*** Alıntılanan metin ***

TÜSİAD-Koç Üniversitesi işbirliğinde kurulan Ekonomik Araştırma Forumu'nun 'Türkiye Ekonomisinde Finansal Riskler ve Fırsatlar' konferansında konuşan TÜSİAD Başkanı Kaslowski, mikro yapısal sorunlar, makro ekonomik istikrar, dijital dönüşüm, AB üyelik perspektifinin güçlendirilmesi ve hukuk sisteminin güçlendirilmesinin öncelikli konuları olduğunu ifade etti.
Kaslowski, verileri objektif kriterler üzerinden değerlendirmenin, çalışmalarda akademi dünyası ile sürekli iş birliği içinde olmanın, analitik araçları kullanmanın ve içselleştirmenin TÜSİAD’ın çalışma prensibi olduğunu dile getirerek, bu görevi hakkıyla yerine getirmek için çalıştıklarını söyledi.
Bankacılık sisteminin 2001 krizinden sonra yapılan reformlar sayesinde büyük bir gelişim gösterdiğini belirten Kaslowski, "Gerek güçlü sermaye yapısı gerekse teknolojik altyapısıyla birçok gelişmiş ülkenin gıpta ile baktığı bir bankacılık sistemine sahibiz. Küresel krizden bu yana gelişmekte olan ülkelere akan sermaye Türkiye’de de ağırlıklı olarak bankacılık sektörü üzerinden ekonomiye katkı sağladı. Yüksek büyümeyi ve yatırımlarımızı bu finansman destekledi" diye konuştu.
Bu hızlı sermaye girişinin büyüme ve yatırımların yanında birtakım finansal risklerin de birikmesine neden olduğunu vurgulayan Kaslowski, "Dış borcumuz hızlı arttı ve reel sektör bugün artan finansman maliyetleri ve borç yükü altında zorlanıyor. TL’nin hızlı değer kaybettiği her dönem bilançolara ek yük biniyor ve reel sektörün yatırım yapma ve istihdam yaratma kapasitesi düşüyor. Bugün en acil ihtiyacımız biriken risklerimizi azaltmak" ifadelerini kullandı.
'ÇÖZÜMLERİN YARATACAĞI 'AHLAKİ TEHLİKE' BOYUTUNU DA TARTIŞMALIYIZ'
Kaslowski, sözlerini şöyle sürdürdü:
Birçok ülkenin farklı boyut ve koşullarda bu sorunu yaşayıp çözdüğünü dile getiren Kaslowski, "Bizim de başarmamızın önünde hiçbir engel yok. Ama bunun ilk koşulu yapılan yanlışları kabul etmek ve bir daha tekrarlamamak için gerekli dersleri çıkarmak. Bu büyük sınamalara ve sorunlara karşı durabilmek için devletimizin alacağı önlemleri ve atacağı somut adımları bekliyoruz ve destekliyoruz" yorumunu yaptı.
'DOLARİZASYONU ENGELLEMEK İÇİN ENFLASYONU DÜŞÜRMELİYİZ'
Kaslowski, finansal sistemde riskleri azaltmak ve yenilerinin oluşmasını engellemek için makro düzeyde de tedbirler alınması gerektiğine işaret etti.

*** Girdiler ***

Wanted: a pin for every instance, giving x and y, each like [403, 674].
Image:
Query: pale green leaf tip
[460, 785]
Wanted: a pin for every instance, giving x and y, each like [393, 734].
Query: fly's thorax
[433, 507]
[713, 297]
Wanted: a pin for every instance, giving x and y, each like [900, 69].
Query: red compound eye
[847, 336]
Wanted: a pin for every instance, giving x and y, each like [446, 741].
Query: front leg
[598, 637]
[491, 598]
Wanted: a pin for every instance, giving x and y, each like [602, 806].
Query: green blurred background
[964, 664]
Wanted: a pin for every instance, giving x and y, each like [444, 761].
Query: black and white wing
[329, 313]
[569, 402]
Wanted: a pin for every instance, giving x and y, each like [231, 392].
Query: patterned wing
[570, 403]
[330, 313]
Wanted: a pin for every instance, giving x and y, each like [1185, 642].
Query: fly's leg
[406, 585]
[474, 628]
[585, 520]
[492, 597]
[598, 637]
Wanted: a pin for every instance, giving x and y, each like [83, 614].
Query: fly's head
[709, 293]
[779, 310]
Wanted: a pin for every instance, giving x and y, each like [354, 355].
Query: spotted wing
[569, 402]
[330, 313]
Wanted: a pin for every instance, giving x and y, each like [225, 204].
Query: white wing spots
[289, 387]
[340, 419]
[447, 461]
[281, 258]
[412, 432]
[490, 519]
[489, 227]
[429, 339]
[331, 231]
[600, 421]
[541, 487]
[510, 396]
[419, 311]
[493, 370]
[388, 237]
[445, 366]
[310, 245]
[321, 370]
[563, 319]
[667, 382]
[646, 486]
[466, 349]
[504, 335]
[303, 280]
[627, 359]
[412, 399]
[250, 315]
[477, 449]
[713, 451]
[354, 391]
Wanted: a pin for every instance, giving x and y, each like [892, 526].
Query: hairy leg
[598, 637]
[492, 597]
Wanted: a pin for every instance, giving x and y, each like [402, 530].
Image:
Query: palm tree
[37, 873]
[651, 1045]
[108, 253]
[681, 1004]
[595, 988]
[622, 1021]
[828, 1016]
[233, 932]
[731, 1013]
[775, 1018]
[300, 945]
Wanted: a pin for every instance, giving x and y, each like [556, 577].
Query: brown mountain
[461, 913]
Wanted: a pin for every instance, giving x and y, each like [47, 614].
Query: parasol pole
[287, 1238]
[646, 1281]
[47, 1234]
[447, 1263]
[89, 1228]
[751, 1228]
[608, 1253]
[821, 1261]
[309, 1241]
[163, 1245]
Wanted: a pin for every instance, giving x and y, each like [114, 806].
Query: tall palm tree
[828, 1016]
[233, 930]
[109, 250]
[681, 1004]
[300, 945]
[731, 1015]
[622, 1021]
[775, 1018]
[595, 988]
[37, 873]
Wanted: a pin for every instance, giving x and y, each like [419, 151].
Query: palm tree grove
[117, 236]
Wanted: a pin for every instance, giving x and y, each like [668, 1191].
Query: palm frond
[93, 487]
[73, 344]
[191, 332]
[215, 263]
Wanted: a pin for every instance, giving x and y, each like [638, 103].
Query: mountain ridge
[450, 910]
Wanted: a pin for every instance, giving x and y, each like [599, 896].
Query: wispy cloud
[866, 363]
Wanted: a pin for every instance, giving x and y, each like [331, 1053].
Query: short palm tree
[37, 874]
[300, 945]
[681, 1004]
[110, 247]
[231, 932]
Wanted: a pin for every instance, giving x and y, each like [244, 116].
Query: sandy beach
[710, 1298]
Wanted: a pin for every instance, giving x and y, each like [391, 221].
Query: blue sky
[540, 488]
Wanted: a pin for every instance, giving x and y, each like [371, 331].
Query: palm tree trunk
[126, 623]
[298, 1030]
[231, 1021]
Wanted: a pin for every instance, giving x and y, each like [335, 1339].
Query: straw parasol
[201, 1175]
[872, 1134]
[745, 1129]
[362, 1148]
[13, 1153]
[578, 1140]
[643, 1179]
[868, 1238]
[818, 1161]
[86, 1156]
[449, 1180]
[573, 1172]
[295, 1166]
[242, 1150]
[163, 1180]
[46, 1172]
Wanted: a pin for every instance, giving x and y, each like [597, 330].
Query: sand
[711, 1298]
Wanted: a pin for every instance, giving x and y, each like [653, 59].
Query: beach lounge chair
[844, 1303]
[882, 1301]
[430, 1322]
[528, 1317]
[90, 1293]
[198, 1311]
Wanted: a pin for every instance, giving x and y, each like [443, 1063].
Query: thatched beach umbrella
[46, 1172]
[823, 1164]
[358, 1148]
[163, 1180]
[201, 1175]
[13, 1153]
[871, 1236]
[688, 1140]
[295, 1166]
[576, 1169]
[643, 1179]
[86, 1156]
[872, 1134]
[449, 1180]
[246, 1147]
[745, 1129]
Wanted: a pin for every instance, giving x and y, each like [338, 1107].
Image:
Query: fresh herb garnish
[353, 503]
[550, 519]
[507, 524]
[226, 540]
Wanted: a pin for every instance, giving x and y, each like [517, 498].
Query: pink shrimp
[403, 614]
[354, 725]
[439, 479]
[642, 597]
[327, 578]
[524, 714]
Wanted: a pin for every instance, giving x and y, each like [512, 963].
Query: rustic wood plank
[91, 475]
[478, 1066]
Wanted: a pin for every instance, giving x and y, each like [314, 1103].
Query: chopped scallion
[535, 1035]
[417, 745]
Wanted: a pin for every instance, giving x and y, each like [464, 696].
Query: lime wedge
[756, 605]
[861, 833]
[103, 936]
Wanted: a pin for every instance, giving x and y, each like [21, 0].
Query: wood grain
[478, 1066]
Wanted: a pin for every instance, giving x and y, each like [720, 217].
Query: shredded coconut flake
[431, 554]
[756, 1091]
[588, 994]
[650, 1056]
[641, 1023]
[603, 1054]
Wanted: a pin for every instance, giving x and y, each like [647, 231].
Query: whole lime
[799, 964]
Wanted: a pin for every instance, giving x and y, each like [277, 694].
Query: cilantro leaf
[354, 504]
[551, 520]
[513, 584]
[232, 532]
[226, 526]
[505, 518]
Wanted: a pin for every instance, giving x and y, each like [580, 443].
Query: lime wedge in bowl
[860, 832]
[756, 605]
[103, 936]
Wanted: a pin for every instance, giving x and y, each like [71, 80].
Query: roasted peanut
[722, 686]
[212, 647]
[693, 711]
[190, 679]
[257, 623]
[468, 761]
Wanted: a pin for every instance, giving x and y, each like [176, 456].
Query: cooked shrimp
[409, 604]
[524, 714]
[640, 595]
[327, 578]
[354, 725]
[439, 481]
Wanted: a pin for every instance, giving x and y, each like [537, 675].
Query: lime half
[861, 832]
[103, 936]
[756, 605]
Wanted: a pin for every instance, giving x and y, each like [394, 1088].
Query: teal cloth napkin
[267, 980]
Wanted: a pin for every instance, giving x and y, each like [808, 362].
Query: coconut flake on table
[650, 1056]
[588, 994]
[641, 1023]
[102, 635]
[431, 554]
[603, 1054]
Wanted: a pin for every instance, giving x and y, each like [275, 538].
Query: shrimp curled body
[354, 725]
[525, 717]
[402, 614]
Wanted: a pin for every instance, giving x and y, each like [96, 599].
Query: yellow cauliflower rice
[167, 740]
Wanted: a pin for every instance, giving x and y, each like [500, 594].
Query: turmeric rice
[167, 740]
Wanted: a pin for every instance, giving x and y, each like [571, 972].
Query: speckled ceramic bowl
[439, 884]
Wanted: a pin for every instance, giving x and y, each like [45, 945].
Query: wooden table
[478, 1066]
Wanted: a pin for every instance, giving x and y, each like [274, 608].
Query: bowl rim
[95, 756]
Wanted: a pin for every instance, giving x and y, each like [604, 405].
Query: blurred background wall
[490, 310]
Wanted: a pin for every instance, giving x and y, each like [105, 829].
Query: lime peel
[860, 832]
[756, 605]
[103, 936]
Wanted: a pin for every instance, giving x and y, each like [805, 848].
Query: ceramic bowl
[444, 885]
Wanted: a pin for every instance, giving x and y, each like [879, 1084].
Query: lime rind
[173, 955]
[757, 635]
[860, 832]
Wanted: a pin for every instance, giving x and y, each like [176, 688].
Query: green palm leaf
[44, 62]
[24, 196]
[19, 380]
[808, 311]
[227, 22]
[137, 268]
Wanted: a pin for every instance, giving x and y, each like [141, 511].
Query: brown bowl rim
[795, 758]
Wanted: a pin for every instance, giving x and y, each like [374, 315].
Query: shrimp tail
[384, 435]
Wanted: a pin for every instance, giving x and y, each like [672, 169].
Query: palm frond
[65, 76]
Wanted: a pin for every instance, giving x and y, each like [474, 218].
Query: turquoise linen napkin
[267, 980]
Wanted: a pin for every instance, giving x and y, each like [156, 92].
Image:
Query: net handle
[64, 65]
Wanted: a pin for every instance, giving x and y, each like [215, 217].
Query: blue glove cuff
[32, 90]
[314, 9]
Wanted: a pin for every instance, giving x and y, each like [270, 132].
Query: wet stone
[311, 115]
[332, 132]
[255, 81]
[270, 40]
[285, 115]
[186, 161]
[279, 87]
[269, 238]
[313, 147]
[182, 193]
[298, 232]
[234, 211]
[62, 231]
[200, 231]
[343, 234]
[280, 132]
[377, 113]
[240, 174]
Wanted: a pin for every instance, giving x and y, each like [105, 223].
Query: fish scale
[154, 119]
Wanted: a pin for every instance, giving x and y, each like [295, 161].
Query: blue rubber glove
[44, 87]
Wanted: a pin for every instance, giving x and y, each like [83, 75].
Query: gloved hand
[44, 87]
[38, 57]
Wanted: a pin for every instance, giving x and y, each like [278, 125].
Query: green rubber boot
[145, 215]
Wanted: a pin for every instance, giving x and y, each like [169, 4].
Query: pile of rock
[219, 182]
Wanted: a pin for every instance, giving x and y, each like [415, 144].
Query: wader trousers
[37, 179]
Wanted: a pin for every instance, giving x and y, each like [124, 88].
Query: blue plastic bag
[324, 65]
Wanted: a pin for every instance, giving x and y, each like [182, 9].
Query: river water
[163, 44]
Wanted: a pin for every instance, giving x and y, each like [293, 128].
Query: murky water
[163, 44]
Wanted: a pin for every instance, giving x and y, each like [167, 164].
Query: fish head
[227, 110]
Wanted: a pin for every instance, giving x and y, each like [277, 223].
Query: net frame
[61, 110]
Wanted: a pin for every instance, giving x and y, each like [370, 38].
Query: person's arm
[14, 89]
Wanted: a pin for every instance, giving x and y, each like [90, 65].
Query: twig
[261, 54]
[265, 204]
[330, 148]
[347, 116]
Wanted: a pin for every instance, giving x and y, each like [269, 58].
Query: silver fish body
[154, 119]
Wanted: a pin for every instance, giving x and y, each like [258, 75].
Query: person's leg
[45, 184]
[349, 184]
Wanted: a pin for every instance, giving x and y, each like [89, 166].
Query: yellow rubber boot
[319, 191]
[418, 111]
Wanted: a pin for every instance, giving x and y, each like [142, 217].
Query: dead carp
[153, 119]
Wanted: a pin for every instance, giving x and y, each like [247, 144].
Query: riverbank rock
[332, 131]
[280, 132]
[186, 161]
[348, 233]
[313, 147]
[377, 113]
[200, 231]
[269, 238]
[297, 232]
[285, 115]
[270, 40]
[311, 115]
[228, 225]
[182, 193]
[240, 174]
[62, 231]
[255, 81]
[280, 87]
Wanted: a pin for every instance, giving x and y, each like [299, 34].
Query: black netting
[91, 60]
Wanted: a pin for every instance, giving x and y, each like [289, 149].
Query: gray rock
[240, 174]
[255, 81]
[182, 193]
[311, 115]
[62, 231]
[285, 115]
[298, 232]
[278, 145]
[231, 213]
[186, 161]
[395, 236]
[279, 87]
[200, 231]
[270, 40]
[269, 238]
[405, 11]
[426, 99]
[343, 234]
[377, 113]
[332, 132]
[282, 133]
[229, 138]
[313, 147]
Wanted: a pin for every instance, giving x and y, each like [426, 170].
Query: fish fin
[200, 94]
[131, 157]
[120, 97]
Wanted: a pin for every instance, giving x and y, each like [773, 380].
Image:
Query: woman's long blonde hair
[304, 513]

***

İstenen görev: Kaslowski'nin finansal risklere dair konuşmasını aktaran haberin devamını yazın. Kayıtlı girdilere bu iş için ihtiyaç yoktur.

Görevin çıktısı:
Kaslowski, verimliliği ve rekabet gücünü artıracak reformların kendileri için en öncelikli alanlar olduğunu vurgulayarak, "Bunların başında eğitim, iş gücü, dijital uyum ve vergi reformları geliyor. Yakın zamanda Milli Eğitim Bakanımız 2023 vizyonunu takiben önemli bir reform adımını açıkladı. Eğitim alanında atılacak adımların ve niteliksel gelişmenin verimliliğe ve ekonomik büyümeye çok büyük katkısı olacaktır" şeklinde konuştu.
Eğitimin bir ülkenin geleceğine yapılan en kıymetli yatırım olduğunu belirten Kaslowski, kalıcı reformlar üzerinden gidildiğinde cari açık ve bunun finansmanı sorunlarının da çözülmüş olacağını kaydetti.
'AB PERSPEKTİFİNİ CANLANDIRMAMIZ FİNANS GİRİŞLERİNİ ARTIRACAKTIR'
Kaslowski, Türkiye'nin en büyük ticari ortağı olan Avrupa Birliği ile Gümrük Birliği anlaşmasının revize edilmesi ve yeni serbest ticaret anlaşmalarıyla desteklenmesi durumunda, Türkiye’nin büyümesinin AB ile olan ihracatın ve toplam ihracatın artıracağının tahmin edildiğini söyledi.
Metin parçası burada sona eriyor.